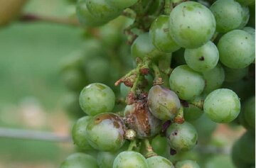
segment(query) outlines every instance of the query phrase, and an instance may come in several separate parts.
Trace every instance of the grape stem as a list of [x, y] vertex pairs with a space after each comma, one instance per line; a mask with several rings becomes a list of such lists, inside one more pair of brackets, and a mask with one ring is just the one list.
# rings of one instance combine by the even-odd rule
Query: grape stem
[[32, 13], [23, 14], [19, 18], [19, 21], [23, 22], [43, 21], [43, 22], [74, 26], [81, 26], [77, 19], [58, 18], [58, 17], [47, 16], [38, 16]]
[[150, 145], [149, 140], [148, 139], [143, 140], [143, 142], [146, 147], [146, 154], [145, 154], [146, 158], [149, 158], [157, 155], [157, 154], [154, 152], [153, 147]]

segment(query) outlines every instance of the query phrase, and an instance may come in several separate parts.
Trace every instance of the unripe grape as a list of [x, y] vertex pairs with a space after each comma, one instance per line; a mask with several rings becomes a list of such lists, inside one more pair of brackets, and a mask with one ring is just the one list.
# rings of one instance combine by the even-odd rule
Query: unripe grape
[[149, 168], [145, 157], [140, 153], [124, 151], [114, 159], [113, 168]]
[[111, 111], [114, 106], [115, 96], [107, 85], [94, 83], [85, 86], [79, 97], [79, 103], [83, 111], [90, 115]]
[[167, 129], [166, 137], [172, 149], [176, 151], [187, 151], [195, 147], [198, 133], [191, 123], [185, 121], [182, 124], [171, 124]]
[[114, 113], [101, 113], [89, 122], [86, 128], [89, 144], [101, 151], [116, 151], [124, 143], [125, 126]]
[[149, 57], [155, 59], [162, 52], [154, 46], [149, 33], [144, 33], [139, 35], [132, 43], [131, 54], [134, 58]]
[[180, 99], [187, 101], [199, 96], [205, 86], [203, 76], [187, 65], [176, 67], [170, 75], [169, 83], [171, 89]]
[[181, 108], [178, 96], [159, 85], [150, 89], [147, 102], [151, 113], [161, 120], [173, 120]]
[[229, 68], [245, 68], [255, 60], [255, 41], [244, 30], [234, 30], [225, 34], [217, 47], [220, 62]]
[[149, 168], [174, 168], [174, 164], [166, 158], [161, 156], [151, 157], [146, 159]]
[[232, 90], [219, 89], [207, 96], [203, 111], [214, 122], [230, 123], [238, 117], [240, 102], [238, 95]]
[[74, 143], [81, 150], [92, 150], [93, 149], [87, 140], [86, 127], [92, 119], [91, 116], [85, 116], [75, 123], [72, 130], [72, 137]]
[[183, 160], [176, 162], [175, 168], [200, 168], [200, 167], [193, 160]]
[[234, 0], [218, 0], [210, 8], [216, 20], [216, 30], [226, 33], [238, 28], [242, 21], [242, 8]]
[[151, 114], [146, 102], [138, 101], [127, 105], [124, 113], [126, 124], [135, 130], [137, 138], [142, 139], [159, 133], [161, 121]]
[[169, 16], [159, 16], [152, 23], [149, 29], [153, 45], [164, 52], [172, 52], [181, 47], [169, 33]]
[[97, 162], [100, 168], [112, 168], [116, 152], [99, 152], [97, 157]]
[[211, 41], [195, 49], [186, 49], [186, 62], [195, 71], [204, 72], [213, 69], [218, 64], [219, 53], [217, 47]]
[[110, 21], [122, 13], [121, 9], [110, 5], [105, 0], [86, 0], [85, 3], [90, 13], [104, 21]]
[[98, 168], [96, 159], [84, 153], [74, 153], [68, 156], [60, 168]]
[[152, 140], [151, 145], [154, 152], [155, 152], [159, 155], [165, 155], [167, 152], [168, 143], [166, 137], [161, 137], [159, 135], [156, 136]]
[[92, 16], [88, 11], [86, 0], [78, 0], [76, 5], [76, 13], [79, 22], [83, 26], [97, 26], [107, 23], [100, 18]]
[[183, 2], [171, 12], [169, 33], [180, 46], [196, 48], [207, 43], [215, 30], [210, 11], [195, 1]]
[[208, 94], [223, 84], [225, 79], [225, 72], [220, 64], [218, 64], [213, 69], [203, 72], [203, 79], [206, 80], [206, 87], [203, 93]]
[[106, 0], [106, 1], [112, 7], [123, 9], [135, 4], [138, 0]]

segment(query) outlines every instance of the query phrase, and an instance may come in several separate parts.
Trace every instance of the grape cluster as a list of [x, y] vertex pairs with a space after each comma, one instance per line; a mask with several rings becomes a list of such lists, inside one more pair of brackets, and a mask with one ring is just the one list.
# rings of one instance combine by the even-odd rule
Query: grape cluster
[[255, 167], [253, 8], [250, 0], [78, 0], [78, 18], [94, 36], [62, 68], [85, 116], [72, 131], [80, 152], [60, 167], [224, 167], [226, 158], [200, 148], [218, 123], [247, 130], [232, 159]]

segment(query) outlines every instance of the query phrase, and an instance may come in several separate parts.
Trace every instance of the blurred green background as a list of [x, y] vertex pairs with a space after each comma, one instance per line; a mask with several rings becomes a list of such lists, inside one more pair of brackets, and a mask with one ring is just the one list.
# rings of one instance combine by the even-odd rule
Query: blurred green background
[[[67, 18], [65, 0], [31, 0], [23, 12]], [[0, 127], [68, 135], [60, 60], [81, 45], [81, 29], [43, 22], [0, 28]], [[52, 125], [52, 123], [55, 123]], [[73, 145], [0, 138], [0, 167], [58, 167]]]

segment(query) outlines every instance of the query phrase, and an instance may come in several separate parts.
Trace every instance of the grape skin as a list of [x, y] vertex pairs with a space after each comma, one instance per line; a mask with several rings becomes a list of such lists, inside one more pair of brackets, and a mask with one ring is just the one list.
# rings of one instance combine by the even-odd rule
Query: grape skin
[[205, 87], [203, 76], [187, 65], [180, 65], [174, 69], [170, 75], [169, 84], [171, 89], [180, 99], [186, 101], [200, 95]]
[[219, 53], [217, 47], [211, 41], [195, 49], [186, 49], [186, 62], [189, 67], [197, 72], [206, 72], [213, 69], [218, 64]]
[[230, 123], [238, 117], [240, 102], [238, 95], [232, 90], [219, 89], [207, 96], [203, 111], [214, 122]]
[[217, 47], [220, 62], [229, 68], [245, 68], [255, 60], [255, 41], [244, 30], [234, 30], [225, 34]]
[[185, 48], [196, 48], [207, 43], [215, 30], [210, 11], [194, 2], [183, 2], [170, 14], [169, 33], [175, 42]]

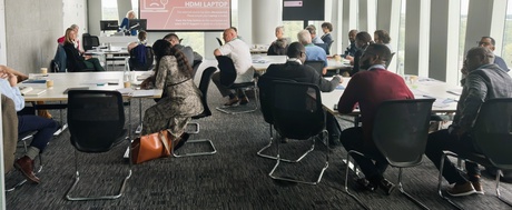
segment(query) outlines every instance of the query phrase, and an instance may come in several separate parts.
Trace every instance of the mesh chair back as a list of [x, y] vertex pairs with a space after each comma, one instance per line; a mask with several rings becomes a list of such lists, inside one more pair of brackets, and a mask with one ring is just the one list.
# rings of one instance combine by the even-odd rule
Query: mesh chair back
[[512, 170], [512, 98], [490, 99], [482, 104], [473, 143], [494, 167]]
[[130, 50], [130, 59], [128, 60], [130, 64], [130, 71], [150, 70], [152, 68], [154, 61], [155, 54], [152, 52], [152, 48], [149, 46], [139, 44]]
[[216, 57], [218, 61], [218, 69], [220, 70], [220, 83], [229, 87], [235, 82], [236, 69], [232, 58], [226, 56]]
[[215, 67], [208, 67], [203, 71], [203, 76], [200, 77], [200, 82], [199, 82], [199, 90], [203, 93], [201, 96], [201, 102], [203, 102], [203, 113], [199, 113], [198, 116], [193, 117], [194, 119], [199, 119], [204, 117], [211, 116], [211, 111], [209, 110], [208, 107], [208, 86], [209, 82], [211, 81], [211, 76], [217, 71], [217, 68]]
[[274, 81], [274, 128], [282, 137], [305, 140], [325, 129], [319, 88], [311, 83]]
[[71, 144], [82, 152], [106, 152], [122, 136], [125, 109], [119, 91], [70, 90], [68, 124]]
[[272, 107], [274, 104], [274, 89], [273, 89], [273, 81], [289, 81], [293, 80], [284, 79], [284, 78], [273, 78], [273, 77], [260, 77], [258, 79], [258, 89], [259, 89], [259, 104], [262, 108], [263, 119], [265, 122], [273, 124], [273, 117], [272, 117]]
[[312, 67], [316, 72], [318, 72], [319, 76], [323, 76], [322, 71], [325, 64], [323, 60], [306, 60], [304, 64]]
[[382, 102], [373, 123], [373, 141], [390, 164], [413, 167], [422, 161], [435, 99]]

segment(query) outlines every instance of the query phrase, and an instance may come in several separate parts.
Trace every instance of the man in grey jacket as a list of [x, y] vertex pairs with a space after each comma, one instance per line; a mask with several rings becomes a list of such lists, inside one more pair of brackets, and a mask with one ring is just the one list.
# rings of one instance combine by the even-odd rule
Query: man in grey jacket
[[[434, 162], [437, 169], [441, 164], [443, 150], [450, 150], [455, 153], [477, 151], [477, 148], [473, 148], [470, 131], [484, 101], [493, 98], [512, 97], [512, 79], [494, 63], [494, 54], [491, 50], [483, 47], [472, 48], [467, 51], [461, 71], [466, 77], [461, 81], [463, 90], [452, 126], [449, 129], [429, 134], [425, 154]], [[477, 164], [465, 163], [469, 180], [461, 174], [461, 171], [447, 158], [444, 159], [444, 164], [443, 177], [450, 183], [455, 183], [446, 190], [449, 194], [453, 197], [473, 193], [483, 194]]]

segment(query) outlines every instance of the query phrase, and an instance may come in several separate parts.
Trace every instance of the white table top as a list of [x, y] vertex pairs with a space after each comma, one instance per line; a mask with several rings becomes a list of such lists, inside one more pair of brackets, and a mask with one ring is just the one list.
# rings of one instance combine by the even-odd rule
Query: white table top
[[[132, 83], [138, 83], [136, 78], [149, 76], [148, 71], [131, 71], [134, 74]], [[30, 74], [30, 79], [41, 80], [53, 80], [53, 87], [47, 88], [46, 83], [19, 83], [19, 87], [32, 87], [33, 89], [46, 89], [46, 91], [39, 96], [26, 96], [26, 101], [66, 101], [68, 94], [63, 91], [68, 88], [88, 87], [89, 90], [118, 90], [124, 89], [124, 72], [122, 71], [102, 71], [102, 72], [68, 72], [68, 73], [48, 73], [43, 77], [42, 74]], [[134, 86], [132, 86], [134, 87]], [[144, 92], [146, 98], [160, 98], [161, 90], [137, 90]], [[135, 94], [135, 92], [134, 92]], [[150, 94], [150, 96], [149, 96]], [[130, 98], [135, 96], [125, 96]]]
[[[343, 87], [348, 84], [351, 78], [343, 78]], [[462, 92], [461, 87], [451, 86], [446, 82], [442, 82], [429, 78], [420, 78], [414, 84], [407, 82], [411, 91], [414, 93], [414, 98], [435, 98], [435, 102], [432, 107], [433, 112], [454, 112], [456, 110], [456, 100], [459, 100], [457, 94], [450, 93]], [[334, 114], [339, 114], [337, 110], [334, 110], [334, 106], [337, 104], [339, 98], [342, 98], [344, 89], [335, 89], [332, 92], [322, 92], [322, 103], [324, 109]], [[358, 112], [355, 110], [354, 112]]]

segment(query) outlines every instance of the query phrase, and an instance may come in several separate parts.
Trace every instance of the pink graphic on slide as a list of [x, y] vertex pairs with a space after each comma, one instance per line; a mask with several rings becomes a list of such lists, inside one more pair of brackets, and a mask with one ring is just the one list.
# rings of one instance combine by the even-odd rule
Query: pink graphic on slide
[[140, 0], [148, 30], [224, 30], [230, 27], [230, 0]]

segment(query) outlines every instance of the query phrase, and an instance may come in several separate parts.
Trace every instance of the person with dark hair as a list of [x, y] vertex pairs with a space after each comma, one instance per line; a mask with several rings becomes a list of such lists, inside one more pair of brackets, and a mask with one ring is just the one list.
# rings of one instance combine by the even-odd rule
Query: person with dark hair
[[139, 44], [146, 46], [146, 43], [147, 43], [147, 37], [148, 37], [148, 33], [147, 33], [146, 31], [140, 31], [139, 34], [137, 36], [137, 38], [139, 39], [139, 41], [134, 41], [134, 42], [131, 42], [130, 44], [128, 44], [128, 47], [127, 47], [128, 52], [129, 52], [131, 49], [134, 49], [134, 48], [136, 48], [137, 46], [139, 46]]
[[104, 67], [101, 67], [99, 60], [97, 58], [92, 58], [90, 56], [83, 56], [77, 50], [76, 47], [76, 38], [77, 33], [73, 29], [68, 28], [66, 29], [66, 39], [63, 49], [66, 51], [66, 57], [68, 62], [73, 63], [75, 67], [71, 67], [71, 71], [81, 71], [83, 69], [95, 69], [95, 71], [105, 71]]
[[[18, 77], [13, 72], [17, 71], [0, 66], [0, 92], [13, 101], [16, 111], [21, 111], [24, 108], [24, 98], [17, 86]], [[38, 132], [33, 136], [24, 156], [14, 161], [14, 168], [21, 171], [28, 181], [39, 183], [39, 178], [33, 173], [33, 160], [40, 156], [48, 142], [53, 138], [53, 132], [57, 131], [59, 124], [52, 119], [32, 114], [20, 114], [16, 121], [19, 134], [29, 131]], [[11, 152], [14, 153], [16, 151], [9, 151], [9, 153]]]
[[[224, 46], [215, 49], [214, 56], [227, 56], [233, 60], [236, 69], [235, 83], [253, 81], [254, 68], [249, 47], [238, 38], [236, 30], [233, 28], [224, 30], [223, 38]], [[220, 72], [215, 72], [211, 76], [211, 81], [217, 86], [223, 97], [229, 97], [229, 100], [224, 103], [225, 107], [247, 104], [249, 102], [244, 90], [238, 89], [235, 94], [229, 88], [220, 83]]]
[[324, 31], [324, 34], [322, 36], [322, 41], [324, 41], [324, 43], [327, 43], [329, 44], [331, 42], [333, 42], [333, 37], [331, 36], [331, 32], [333, 32], [333, 24], [331, 22], [324, 22], [322, 23], [322, 31]]
[[152, 44], [157, 60], [155, 74], [140, 86], [142, 89], [163, 89], [163, 98], [144, 114], [141, 134], [168, 129], [175, 141], [185, 142], [185, 132], [191, 117], [203, 112], [201, 93], [191, 78], [193, 70], [179, 50], [166, 40]]
[[348, 31], [348, 41], [351, 42], [351, 44], [346, 47], [343, 58], [354, 57], [355, 52], [357, 52], [357, 48], [355, 47], [355, 36], [357, 36], [357, 30], [353, 29]]
[[[482, 37], [482, 39], [479, 41], [479, 47], [488, 48], [493, 52], [496, 49], [495, 46], [496, 46], [496, 41], [492, 37]], [[500, 67], [504, 71], [509, 71], [509, 67], [506, 66], [506, 62], [496, 54], [494, 54], [494, 63], [498, 64], [498, 67]]]
[[373, 43], [373, 40], [368, 32], [361, 31], [355, 36], [355, 47], [357, 48], [357, 51], [355, 52], [354, 57], [346, 57], [346, 59], [351, 60], [351, 63], [354, 66], [352, 68], [351, 76], [360, 72], [360, 58], [371, 43]]
[[[322, 78], [318, 72], [309, 66], [304, 64], [306, 61], [306, 49], [299, 42], [293, 42], [288, 47], [286, 53], [288, 60], [284, 64], [270, 64], [267, 68], [267, 71], [258, 80], [258, 86], [268, 86], [268, 83], [259, 82], [265, 81], [265, 79], [288, 79], [297, 82], [313, 83], [317, 84], [321, 91], [331, 92], [343, 79], [338, 76], [335, 76], [331, 81]], [[329, 133], [328, 141], [331, 147], [339, 144], [339, 124], [334, 118], [333, 114], [326, 114], [326, 129]]]
[[187, 57], [188, 64], [194, 66], [194, 62], [203, 61], [203, 57], [195, 52], [189, 46], [181, 46], [181, 41], [176, 33], [168, 33], [164, 37], [165, 40], [170, 42], [170, 46], [181, 51]]
[[297, 33], [298, 41], [306, 48], [306, 61], [317, 60], [324, 61], [322, 74], [327, 73], [327, 53], [318, 46], [312, 43], [312, 36], [309, 31], [302, 30]]
[[309, 24], [308, 27], [306, 27], [305, 30], [309, 31], [309, 33], [312, 36], [312, 43], [324, 43], [324, 41], [318, 36], [316, 36], [315, 26]]
[[285, 56], [288, 40], [284, 38], [284, 27], [276, 27], [276, 40], [268, 47], [267, 56]]
[[393, 52], [393, 48], [391, 47], [391, 37], [390, 33], [386, 30], [376, 30], [373, 32], [373, 40], [375, 43], [382, 43], [390, 48], [390, 51]]
[[352, 156], [365, 174], [365, 178], [358, 179], [357, 183], [370, 191], [382, 188], [386, 194], [391, 194], [395, 186], [384, 179], [383, 173], [388, 163], [372, 140], [375, 112], [378, 104], [385, 100], [414, 99], [404, 79], [386, 70], [385, 62], [390, 57], [387, 47], [371, 43], [358, 59], [358, 66], [366, 71], [361, 71], [351, 78], [337, 104], [339, 113], [351, 113], [358, 104], [363, 123], [362, 127], [342, 131], [343, 147], [346, 151], [357, 150], [374, 158], [372, 160], [358, 154]]
[[[512, 97], [512, 78], [494, 63], [494, 53], [488, 48], [477, 47], [467, 51], [461, 72], [465, 78], [461, 81], [462, 94], [453, 122], [449, 129], [430, 133], [426, 143], [425, 154], [437, 169], [444, 150], [479, 152], [479, 148], [473, 147], [471, 131], [482, 103], [489, 99]], [[483, 194], [479, 166], [466, 161], [465, 169], [466, 174], [462, 174], [449, 158], [444, 159], [443, 177], [450, 183], [455, 183], [446, 192], [453, 197]]]

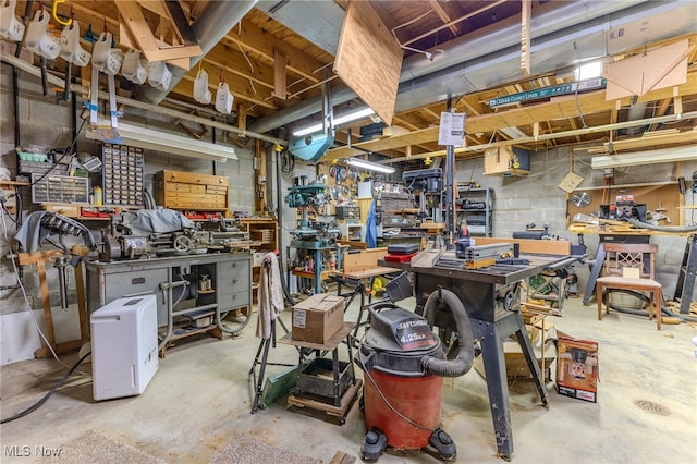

○ ○ ○ ○ ○ ○ ○

● Exercise instructions: Copy the records word for word, from their beginning through the line containing "Query: grape stem", including that line. Leave out the pictures.

● Full response:
segment(query) outlines every instance of the query phrase, and an instance may come in several separate parts.
Trace every instance of the grape stem as a list of [x, y] vertex pairs with a space after each comma, one instance per line; a mask with several rings becomes a list of such lists, inside one more pair of brackets, and a mask with one ring is just the one list.
# rings of one instance combine by the even-odd rule
Query: grape stem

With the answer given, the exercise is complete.